● **Document passage**
########################################
Dr. Matthew Riley with his dog Bennett
Good boy: Bennett, left, accompanies Dr. Matthew Riley to schools in Kentucky to help children learn about oral hygiene techniques.

Bowling Green, Ky. — A dentist and community educator, Dr. Matthew Riley knows elementary school students aren’t usually captivated by spiels on oral hygiene.

That’s why he brings his affable partner, a three-year-old golden retriever named Bennett, who helps the message sink in.

For the past year or so, Dr. Riley and Bennett have been making the rounds to grade schools in the south central parts of Kentucky where he lives and works. There, the two teach children about oral hygiene techniques. The highlight of the show occurs when Dr. Riley brushes Bennett’s teeth.

“He behaves so well and is so inviting to kids,” Dr. Riley said. “I get dog-specific toothpaste. It’s a way to make oral health and oral hygiene interesting and fun.”

Dr. Riley adopted Bennett while he as still in dental school at the University of Louisville School of Dentistry. On snow days, he found time to train the well-behaved boy, which has made the pup a trustworthy – and, yes, adorable – companion for the school programs. Bennett is close to receiving his certification as a therapy dog, Dr. Riley said, and in addition to the school programs also visits the assisted living facility where his mother works and makes regular appearances in Dr. Riley’s dental office.
########################################
● **Records provided**
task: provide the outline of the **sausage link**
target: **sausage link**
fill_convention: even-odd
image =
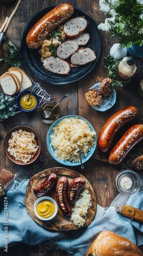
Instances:
[[[135,119],[138,109],[128,106],[117,111],[105,123],[99,136],[98,144],[103,152],[108,151],[118,131],[128,122]]]
[[[48,12],[29,32],[26,38],[28,46],[31,49],[38,48],[52,31],[73,13],[73,7],[69,4],[59,5]]]
[[[83,178],[75,178],[70,182],[67,190],[67,198],[69,202],[74,204],[79,198],[81,189],[84,187],[85,180]]]
[[[49,174],[42,182],[34,188],[35,195],[38,197],[46,195],[52,189],[57,181],[57,175],[55,174]]]
[[[68,179],[66,177],[60,177],[56,186],[56,198],[59,208],[66,217],[71,216],[72,211],[67,200]]]
[[[132,126],[111,151],[109,161],[113,164],[121,162],[130,150],[143,138],[143,124]]]

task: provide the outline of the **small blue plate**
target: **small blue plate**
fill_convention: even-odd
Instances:
[[[89,90],[97,89],[99,91],[100,84],[101,82],[97,82],[90,87]],[[116,97],[116,93],[115,89],[113,89],[111,95],[106,99],[103,99],[102,102],[99,105],[93,106],[93,105],[91,105],[91,106],[94,109],[94,110],[98,111],[106,111],[106,110],[112,108],[115,103]]]
[[[59,123],[63,119],[70,117],[78,118],[86,121],[89,125],[89,127],[90,128],[91,130],[94,131],[94,128],[93,127],[92,125],[88,122],[88,121],[87,121],[83,117],[81,117],[81,116],[76,116],[75,115],[64,116],[63,117],[61,117],[61,118],[59,118],[57,121],[56,121],[54,123],[53,123],[53,124],[50,127],[46,136],[46,145],[50,155],[56,161],[61,163],[61,164],[63,164],[64,165],[74,166],[80,165],[81,164],[80,162],[75,162],[75,161],[72,161],[72,160],[71,161],[62,160],[61,159],[59,159],[59,158],[57,157],[57,156],[55,155],[55,150],[52,145],[51,139],[50,137],[51,135],[53,135],[54,133],[54,130],[53,130],[54,127],[58,125]],[[96,145],[97,145],[97,136],[96,134],[94,135],[94,144],[93,146],[91,147],[90,151],[87,152],[87,155],[86,156],[85,156],[83,154],[82,154],[81,155],[82,161],[83,163],[85,163],[85,162],[86,162],[91,157],[91,156],[93,155],[95,151]]]

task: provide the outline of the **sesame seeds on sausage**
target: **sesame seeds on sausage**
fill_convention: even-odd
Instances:
[[[26,39],[28,46],[31,49],[38,48],[52,31],[73,13],[74,8],[69,4],[59,5],[48,12],[30,30]]]

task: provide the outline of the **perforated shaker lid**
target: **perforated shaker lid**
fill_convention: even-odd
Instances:
[[[136,63],[136,60],[133,57],[129,57],[127,59],[127,62],[128,65],[133,66]]]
########################################
● **Task statement**
Please rewrite the passage about Dr. Riley and Bennett between "Bowling Green, Ky." and "brushes Bennett’s teeth.", inclusive, swapping "grade schools" for "elementary schools".

● **Reply**
Bowling Green, Ky. — A dentist and community educator, Dr. Matthew Riley knows elementary school students aren’t usually captivated by spiels on oral hygiene.

That’s why he brings his affable partner, a three-year-old golden retriever named Bennett, who helps the message sink in.

For the past year or so, Dr. Riley and Bennett have been making the rounds to elementary schools in the south central parts of Kentucky where he lives and works. There, the two teach children about oral hygiene techniques. The highlight of the show occurs when Dr. Riley brushes Bennett’s teeth.